··· Section de texte
La compassion est d’abord un état d’esprit, elle peut se décliner dans toute profession ou activité. Olivier Coudroy, formateur en médiation scolaire, a acquis son expérience lors de sa recherche en doctorat et en menant différents projets de médiation en milieu y scolaire. Il ébauche la rencontre entre compassion et médiation. Tenter de réunir plutôt que de séparer, une pratique et un défi au quotidien.
Vous avez dit bonheur ?
Le point de départ de toute démarche spirituelle ne serait-il pas la prise de conscience de la souffrance ? Si tout allait bien pour tout le monde, il n’y aurait sans doute pas beaucoup de questions à se poser, chacun profitant de sa situation. À bien y regarder, il semblerait que la réalité du monde soit autre. Bien entendu, nous expérimentons tous des moments de bonheur, des situations agréables et nous rencontrons des relations qui nous font grandir.
Cependant, bien souvent, ces expériences sont marquées par une profonde insatisfaction. Que dire lorsque notre vie est caractérisée par un mal-être général, voire de véritables souffrances. Regardons en nous et dans notre environnement proche ou lointain la manière dont ces mots résonnent.
Lorsque nous avons une véritable conscience de notre propre situation et de celle des autres, nous ne pouvons faire autre chose que développer de la compassion. Sur base de la reconnaissance de la souffrance, le souhait de pouvoir en être libéré et d’en libérer autrui s’élève naturellement. Comment rester impassible à la vue d’un être dans la difficulté sans vouloir, dans l’intention d’abord, qu’il soit délivré de cette condition. Si, comme moi, cette pensée n’est pas toujours spontanée, voire parfois totalement absente, une des raisons s’explique par notre manque d’entraînement. Notre manque d’entraînement à voir, à être présent à soi-même et aux autres.
Dans la considération de l’autre, un sentiment corolaire peut également s’élever : l’amour. Pour Jigmé Rinpoché : « L’amour est ce mouvement tout naturel qui consiste à souhaiter que cela aille bien pour tout le monde, soi-même y compris, bien sûr. » Tout le monde recherche le bonheur, notre amour s’exprime dans notre capacité, au minimum dans l’esprit, à faire en sorte que cela advienne.
Du côté des jeunes
Il semblerait que l’espace scolaire n’échappe pas au constat d’un bonheur relatif. La deuxième enquête nationale de victimation et de climat scolaire de 2013 montre que 93 % des collégiens sont satisfaits du climat à l’école.
Cependant, ce constat est entaché par la multiplication des micro-violences : insultes (57 %), vol de fournitures (47 %), surnoms méchants (39 %) et mise à l’écart (37 %). Il existe également de nouvelles formes de violence telles que la cyber-violence (13 % des élèves rapportent avoir été insultés via internet ou le téléphone portable). De plus, la part des multivictimations modérées est de 11 %, alors que celle identifiée comme du harcèlement est de 7 %.
······
··· Matériel fourni
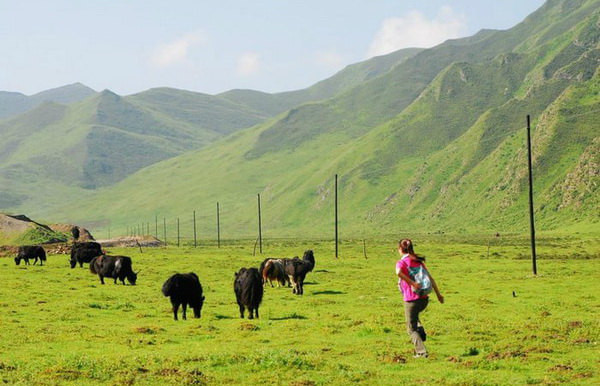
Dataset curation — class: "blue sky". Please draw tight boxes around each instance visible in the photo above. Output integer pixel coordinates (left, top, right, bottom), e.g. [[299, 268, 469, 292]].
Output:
[[0, 0, 544, 94]]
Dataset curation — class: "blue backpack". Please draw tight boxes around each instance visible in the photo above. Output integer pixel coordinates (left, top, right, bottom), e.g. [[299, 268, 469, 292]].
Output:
[[410, 264, 433, 296]]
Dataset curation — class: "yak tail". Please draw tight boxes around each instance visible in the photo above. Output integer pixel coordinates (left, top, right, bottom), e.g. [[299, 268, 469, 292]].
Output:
[[90, 256, 100, 273]]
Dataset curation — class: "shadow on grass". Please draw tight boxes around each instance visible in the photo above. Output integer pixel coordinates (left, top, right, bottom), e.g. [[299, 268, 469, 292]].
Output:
[[313, 291, 345, 295], [269, 312, 308, 320], [215, 314, 235, 320]]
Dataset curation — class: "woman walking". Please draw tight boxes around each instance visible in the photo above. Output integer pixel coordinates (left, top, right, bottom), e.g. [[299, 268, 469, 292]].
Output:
[[396, 239, 444, 358]]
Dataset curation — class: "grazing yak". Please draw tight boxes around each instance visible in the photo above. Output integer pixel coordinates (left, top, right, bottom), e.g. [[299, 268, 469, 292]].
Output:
[[90, 255, 139, 285], [69, 241, 104, 268], [15, 245, 46, 265], [233, 268, 263, 319], [258, 258, 290, 287], [162, 272, 204, 320], [283, 250, 315, 295]]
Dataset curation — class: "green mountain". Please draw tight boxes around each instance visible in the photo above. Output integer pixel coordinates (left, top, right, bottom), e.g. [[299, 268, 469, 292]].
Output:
[[0, 83, 96, 120], [0, 49, 419, 217], [4, 0, 600, 238], [219, 48, 423, 116]]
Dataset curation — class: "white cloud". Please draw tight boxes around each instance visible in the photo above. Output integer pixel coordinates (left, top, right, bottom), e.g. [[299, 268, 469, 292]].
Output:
[[315, 52, 344, 68], [151, 32, 206, 68], [237, 52, 260, 76], [367, 6, 466, 57]]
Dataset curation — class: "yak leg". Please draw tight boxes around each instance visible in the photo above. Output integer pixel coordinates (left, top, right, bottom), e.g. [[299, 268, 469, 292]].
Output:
[[171, 302, 179, 320]]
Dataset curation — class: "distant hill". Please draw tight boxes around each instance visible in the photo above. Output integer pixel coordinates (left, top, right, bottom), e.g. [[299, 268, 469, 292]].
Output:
[[0, 45, 420, 217], [0, 83, 96, 120], [0, 0, 600, 238], [219, 48, 423, 116], [0, 89, 264, 193], [39, 0, 600, 237]]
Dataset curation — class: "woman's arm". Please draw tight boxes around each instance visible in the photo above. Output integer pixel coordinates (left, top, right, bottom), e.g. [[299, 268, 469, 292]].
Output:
[[429, 273, 444, 304], [398, 271, 421, 289]]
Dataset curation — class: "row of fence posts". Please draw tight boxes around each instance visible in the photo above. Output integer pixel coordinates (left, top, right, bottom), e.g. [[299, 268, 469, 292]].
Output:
[[113, 115, 537, 275], [125, 204, 224, 249]]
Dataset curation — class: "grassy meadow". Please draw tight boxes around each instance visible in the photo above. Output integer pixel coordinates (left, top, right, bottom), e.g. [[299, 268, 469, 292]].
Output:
[[0, 236, 600, 385]]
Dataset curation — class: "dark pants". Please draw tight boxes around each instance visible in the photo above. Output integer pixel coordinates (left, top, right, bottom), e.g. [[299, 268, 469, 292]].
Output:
[[404, 298, 429, 355]]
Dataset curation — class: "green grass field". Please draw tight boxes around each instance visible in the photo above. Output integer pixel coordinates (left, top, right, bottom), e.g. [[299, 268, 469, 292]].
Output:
[[0, 236, 600, 385]]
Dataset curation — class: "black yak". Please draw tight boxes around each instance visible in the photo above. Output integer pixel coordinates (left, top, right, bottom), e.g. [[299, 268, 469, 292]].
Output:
[[233, 268, 263, 319], [90, 255, 139, 285], [258, 258, 289, 287], [15, 245, 46, 265], [284, 250, 315, 295], [162, 272, 204, 320], [69, 241, 104, 268]]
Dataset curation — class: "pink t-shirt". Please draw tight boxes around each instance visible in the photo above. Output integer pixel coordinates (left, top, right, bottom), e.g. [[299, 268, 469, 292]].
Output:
[[396, 255, 428, 302]]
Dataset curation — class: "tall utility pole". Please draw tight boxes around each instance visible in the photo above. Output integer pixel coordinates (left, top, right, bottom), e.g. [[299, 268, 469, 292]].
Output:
[[527, 115, 537, 275], [217, 201, 221, 248], [258, 193, 262, 254], [335, 174, 339, 259], [154, 214, 158, 239], [163, 217, 167, 247], [194, 211, 198, 248]]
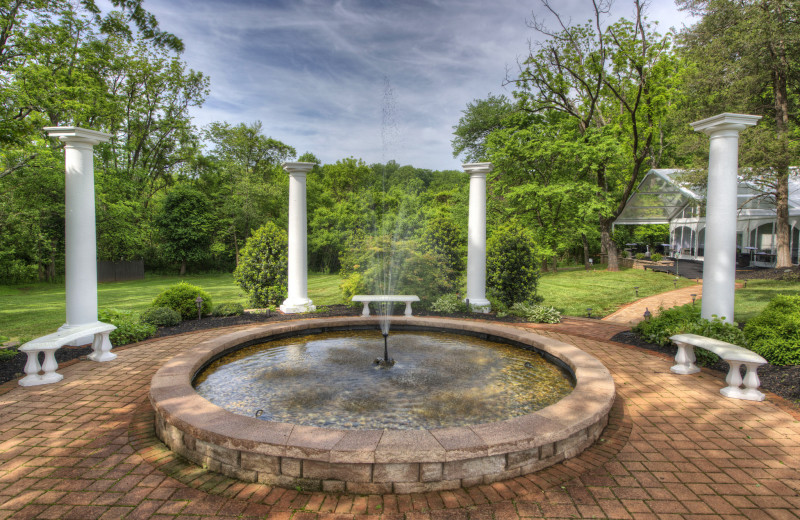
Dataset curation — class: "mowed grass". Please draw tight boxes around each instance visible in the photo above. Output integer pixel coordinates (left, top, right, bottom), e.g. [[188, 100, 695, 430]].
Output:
[[0, 273, 342, 340], [539, 268, 696, 316]]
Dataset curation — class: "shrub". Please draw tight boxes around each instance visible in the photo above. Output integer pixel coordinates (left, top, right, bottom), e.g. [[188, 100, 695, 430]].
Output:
[[511, 303, 561, 323], [233, 222, 289, 307], [97, 309, 156, 346], [139, 307, 181, 327], [431, 293, 469, 314], [744, 295, 800, 365], [153, 282, 211, 320], [211, 303, 244, 316], [486, 221, 539, 306], [633, 304, 747, 364]]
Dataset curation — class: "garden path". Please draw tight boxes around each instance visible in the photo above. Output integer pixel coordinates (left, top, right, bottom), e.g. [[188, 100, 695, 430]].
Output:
[[0, 320, 800, 520]]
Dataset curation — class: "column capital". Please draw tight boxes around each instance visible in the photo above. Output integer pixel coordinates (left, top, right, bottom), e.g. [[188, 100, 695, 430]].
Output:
[[461, 163, 492, 176], [43, 126, 111, 146], [689, 112, 761, 136], [281, 162, 316, 175]]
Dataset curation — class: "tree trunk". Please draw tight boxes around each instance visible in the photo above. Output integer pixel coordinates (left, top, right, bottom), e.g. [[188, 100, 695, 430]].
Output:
[[600, 217, 619, 271], [581, 233, 592, 271]]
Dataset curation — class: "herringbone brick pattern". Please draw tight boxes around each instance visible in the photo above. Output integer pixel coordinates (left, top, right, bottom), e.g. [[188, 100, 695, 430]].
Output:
[[0, 325, 800, 520]]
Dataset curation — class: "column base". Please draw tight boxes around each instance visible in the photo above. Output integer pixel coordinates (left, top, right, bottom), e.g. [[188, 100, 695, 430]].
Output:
[[280, 298, 317, 314], [58, 320, 97, 347], [464, 298, 492, 314]]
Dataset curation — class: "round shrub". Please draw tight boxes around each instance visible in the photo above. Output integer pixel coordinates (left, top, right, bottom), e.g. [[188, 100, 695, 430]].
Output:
[[153, 282, 211, 320], [744, 295, 800, 365], [233, 222, 289, 307], [486, 221, 539, 307], [97, 309, 156, 347], [139, 307, 181, 327], [211, 303, 244, 316]]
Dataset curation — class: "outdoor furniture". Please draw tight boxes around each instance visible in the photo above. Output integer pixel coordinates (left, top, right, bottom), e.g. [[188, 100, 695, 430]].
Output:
[[353, 294, 419, 316], [19, 321, 117, 386], [669, 334, 767, 401]]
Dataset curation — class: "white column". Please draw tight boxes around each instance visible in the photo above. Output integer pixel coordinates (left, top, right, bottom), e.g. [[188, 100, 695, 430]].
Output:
[[462, 163, 492, 313], [691, 113, 761, 323], [281, 163, 316, 314], [44, 126, 111, 345]]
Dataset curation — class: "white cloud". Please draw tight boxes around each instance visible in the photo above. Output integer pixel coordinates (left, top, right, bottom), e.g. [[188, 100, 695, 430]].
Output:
[[145, 0, 696, 169]]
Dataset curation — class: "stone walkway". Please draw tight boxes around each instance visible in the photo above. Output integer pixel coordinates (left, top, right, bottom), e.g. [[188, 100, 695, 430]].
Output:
[[0, 320, 800, 520]]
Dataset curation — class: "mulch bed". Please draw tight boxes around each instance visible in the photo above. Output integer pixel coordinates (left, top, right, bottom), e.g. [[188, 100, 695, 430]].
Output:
[[611, 331, 800, 403]]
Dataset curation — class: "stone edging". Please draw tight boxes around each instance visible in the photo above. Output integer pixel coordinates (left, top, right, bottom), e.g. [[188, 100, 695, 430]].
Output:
[[150, 317, 615, 494]]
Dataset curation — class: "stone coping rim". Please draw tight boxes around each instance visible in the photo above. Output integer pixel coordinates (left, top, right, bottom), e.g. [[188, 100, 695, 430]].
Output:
······
### Tâches à accomplir
- a) Recopiez fidèlement le passage du texte sur la compassion qui s'ouvre sur les mots contenant « Du côté des » et se clôt sur « climat à l’école. ».
- b) Reproduisez à l'identique la partie des enregistrements qui va de leur début jusqu'à la ligne contenant « [[396, 239, 444, 358]] », ces deux bornes comprises. Omettez les images dans votre réponse.
Le texte et les enregistrements sont indépendants l'un de l'autre.

### Réponses dans l'ordre
- a)
Du côté des jeunes
Il semblerait que l’espace scolaire n’échappe pas au constat d’un bonheur relatif. La deuxième enquête nationale de victimation et de climat scolaire de 2013 montre que 93 % des collégiens sont satisfaits du climat à l’école.

- b)
Dataset curation — class: "blue sky". Please draw tight boxes around each instance visible in the photo above. Output integer pixel coordinates (left, top, right, bottom), e.g. [[299, 268, 469, 292]].
Output:
[[0, 0, 544, 94]]
Dataset curation — class: "blue backpack". Please draw tight boxes around each instance visible in the photo above. Output integer pixel coordinates (left, top, right, bottom), e.g. [[299, 268, 469, 292]].
Output:
[[410, 264, 433, 296]]
Dataset curation — class: "yak tail". Please draw tight boxes around each instance visible in the photo above. Output integer pixel coordinates (left, top, right, bottom), e.g. [[299, 268, 469, 292]].
Output:
[[90, 256, 100, 273]]
Dataset curation — class: "shadow on grass". Please draw tight boxes around each instance visible in the photo above. Output integer pixel coordinates (left, top, right, bottom), e.g. [[299, 268, 469, 292]].
Output:
[[313, 291, 345, 295], [269, 312, 308, 320], [215, 314, 235, 320]]
Dataset curation — class: "woman walking". Please draw tight boxes around each instance visible in the photo above. Output integer pixel coordinates (left, top, right, bottom), e.g. [[299, 268, 469, 292]].
Output:
[[396, 239, 444, 358]]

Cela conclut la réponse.